··· TASK MATERIAL ···

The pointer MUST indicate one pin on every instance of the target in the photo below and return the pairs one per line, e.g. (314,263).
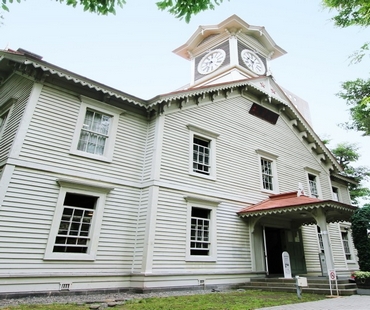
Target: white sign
(332,275)
(286,265)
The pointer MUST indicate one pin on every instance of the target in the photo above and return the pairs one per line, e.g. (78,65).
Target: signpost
(333,277)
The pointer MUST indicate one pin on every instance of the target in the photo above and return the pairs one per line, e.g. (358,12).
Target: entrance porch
(276,226)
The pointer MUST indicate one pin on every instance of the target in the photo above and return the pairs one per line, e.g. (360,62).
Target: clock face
(253,62)
(212,61)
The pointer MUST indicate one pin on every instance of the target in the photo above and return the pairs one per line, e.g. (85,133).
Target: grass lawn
(246,300)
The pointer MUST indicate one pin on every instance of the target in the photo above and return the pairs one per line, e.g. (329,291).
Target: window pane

···

▶ **PROBLEM DETAILS**: Reproduce word for word the lines of the data from the line containing "line, e.g. (329,291)." through the last line of the data, inclusive.

▶ **SOLVED PROBLEM**:
The pointer MUST indicate one pin on every instance of the target in the photo above and return the pairs one per line, e.g. (329,291).
Target: window pane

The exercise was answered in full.